● Your task: When you transcribe the entries, reproduce every character and exclude the images.

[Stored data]
....

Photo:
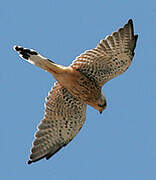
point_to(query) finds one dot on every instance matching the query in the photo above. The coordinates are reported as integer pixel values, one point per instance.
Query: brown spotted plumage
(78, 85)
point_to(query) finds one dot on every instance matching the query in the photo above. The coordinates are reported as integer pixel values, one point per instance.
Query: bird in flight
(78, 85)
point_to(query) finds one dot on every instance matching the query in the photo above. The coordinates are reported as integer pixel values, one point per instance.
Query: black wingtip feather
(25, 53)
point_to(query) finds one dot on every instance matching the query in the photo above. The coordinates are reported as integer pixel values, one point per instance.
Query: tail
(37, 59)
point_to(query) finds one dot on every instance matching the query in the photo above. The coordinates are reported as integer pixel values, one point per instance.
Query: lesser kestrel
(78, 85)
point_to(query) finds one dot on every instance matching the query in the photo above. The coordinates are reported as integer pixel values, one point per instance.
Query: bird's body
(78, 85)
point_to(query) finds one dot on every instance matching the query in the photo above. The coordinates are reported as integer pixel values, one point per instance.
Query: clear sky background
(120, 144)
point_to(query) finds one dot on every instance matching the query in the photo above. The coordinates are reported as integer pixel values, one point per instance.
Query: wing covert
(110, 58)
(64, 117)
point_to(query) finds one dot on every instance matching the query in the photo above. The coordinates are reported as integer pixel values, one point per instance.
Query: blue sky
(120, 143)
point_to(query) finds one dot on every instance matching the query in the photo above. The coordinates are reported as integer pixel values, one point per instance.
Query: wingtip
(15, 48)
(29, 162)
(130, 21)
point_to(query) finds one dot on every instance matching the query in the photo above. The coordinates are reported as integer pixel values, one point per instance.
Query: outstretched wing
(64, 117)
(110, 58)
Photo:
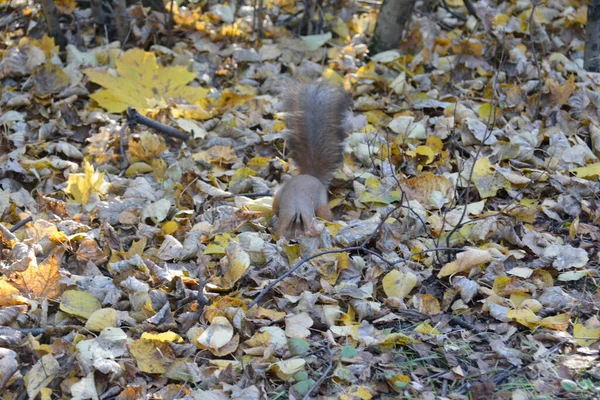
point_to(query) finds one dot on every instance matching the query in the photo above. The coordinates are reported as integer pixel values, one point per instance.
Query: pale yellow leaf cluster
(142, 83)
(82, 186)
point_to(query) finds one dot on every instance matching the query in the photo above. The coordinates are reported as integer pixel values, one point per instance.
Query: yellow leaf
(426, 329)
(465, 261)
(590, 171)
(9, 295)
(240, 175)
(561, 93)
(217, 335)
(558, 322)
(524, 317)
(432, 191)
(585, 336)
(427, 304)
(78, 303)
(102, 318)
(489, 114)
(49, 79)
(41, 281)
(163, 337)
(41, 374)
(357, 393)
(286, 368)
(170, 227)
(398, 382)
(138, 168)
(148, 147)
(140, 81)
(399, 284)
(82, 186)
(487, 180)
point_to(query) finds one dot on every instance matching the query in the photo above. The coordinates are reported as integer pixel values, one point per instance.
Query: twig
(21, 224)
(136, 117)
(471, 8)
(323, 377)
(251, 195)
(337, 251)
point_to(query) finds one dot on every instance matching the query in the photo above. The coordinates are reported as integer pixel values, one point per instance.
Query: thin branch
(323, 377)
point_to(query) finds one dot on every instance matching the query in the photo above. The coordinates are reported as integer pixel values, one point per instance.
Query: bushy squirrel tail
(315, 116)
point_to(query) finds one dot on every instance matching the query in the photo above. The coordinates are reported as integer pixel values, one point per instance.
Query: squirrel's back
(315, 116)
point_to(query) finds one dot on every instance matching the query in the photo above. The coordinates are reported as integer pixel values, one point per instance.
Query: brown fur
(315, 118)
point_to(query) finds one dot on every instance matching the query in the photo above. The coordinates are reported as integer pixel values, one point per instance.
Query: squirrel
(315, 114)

....

● Exercise result:
Photo:
point_to(query) finds one dot on every instance matching the query in the photo above. The coordinates are reported as integer pixel values, one point per instance.
Query: brown spotted plumage
(78, 85)
point_to(query) finds one dot on every instance matching the query in the photo above. The coordinates are reported as integer pixel values, one point per instance.
Query: bird in flight
(78, 85)
point_to(query) finds one dot on every instance matching the query in the photo above. The coordinates are reported as integer pixel values, one point per instance.
Query: black wingtip feather
(25, 53)
point_to(query) finds one dot on every instance matching the query in the photo above. The coordinates are reported as integer pixel values, one point per instance.
Query: tail
(37, 59)
point_to(query) finds one dot on every instance matching the query in the photo above. The coordinates are reported as integer pixel values, one point per instance.
Query: lesser kestrel
(78, 85)
point_to(query) finds one dot on every instance matching the query in the photo above. The coordinates are reported as integer pixel values, one point per instance.
Query: bird's body
(78, 85)
point_to(query) finds one dot on every instance matching the query in the photo above. The coordinates are reported as integer pixel values, one point per instance.
Query: clear sky background
(120, 144)
point_to(query) finds one dot on every instance matching the query in the photo above. The coordinates are reported as integer pixel values, one point per instance.
Query: wing covert
(110, 58)
(64, 117)
point_to(query) finds one dot on every instance matching the query in the photo above. The coordinates are reported as integer pixel values, one point per instance.
Query: blue sky
(120, 143)
point_to(query) finds one dot on every instance matching the query in the photo above. The coordinates are reported as integer pixel values, one point per instance.
Query: wingtip
(15, 48)
(29, 162)
(130, 21)
point_to(query) finds one dot on every instance matching the query in the photo above. The coordinates are reported as integer pixel values, one point per instance.
Query: outstretched wing
(64, 117)
(110, 58)
Photo:
point_to(query) finds one dot on every instance matching the query in the photo above. The coordinates are reported as integer pixel values, one point per instance.
Query: pale yellow leaf cluster
(142, 83)
(82, 186)
point_to(query) finds one dot on every instance matching the query in the photo above. The coordinates are reported as integer pixel values, one point per instance.
Query: yellow leaf
(426, 329)
(465, 261)
(590, 171)
(9, 295)
(240, 175)
(561, 93)
(217, 335)
(558, 322)
(524, 317)
(432, 191)
(585, 336)
(427, 304)
(78, 303)
(102, 318)
(489, 114)
(49, 79)
(41, 281)
(163, 337)
(41, 374)
(357, 393)
(286, 368)
(170, 227)
(398, 382)
(138, 168)
(148, 147)
(140, 81)
(399, 284)
(82, 186)
(487, 180)
point_to(query) finds one dot on every instance matching the query in the photo above. The coordinates are reported as integer pixel values, one point per instance.
Query: twig
(21, 224)
(136, 117)
(471, 8)
(323, 377)
(251, 195)
(337, 251)
point_to(query) finds one dot on every instance matching the query in the photo above. The coordinates are reported as integer pixel values, one point per instance.
Query: thin branch
(323, 377)
point_to(query) finds one dot on every instance matching the query in the photo above. The coordinates are reported as integer pixel values, one point per instance.
Query: bushy squirrel tail
(315, 116)
point_to(query) finds one dot on every instance matching the query in the photo above. The coordinates are reported as integer pixel values, one point per instance.
Query: squirrel's back
(315, 116)
point_to(query) finds one dot on every instance matching the query in the photo above. The coordinates are reported as integer pixel values, one point per instance.
Query: brown fur
(315, 118)
point_to(query) finds one dot on every instance matching the query in the photo above. The coordinates are reported as integer pixel values, one point per instance.
Query: squirrel
(315, 114)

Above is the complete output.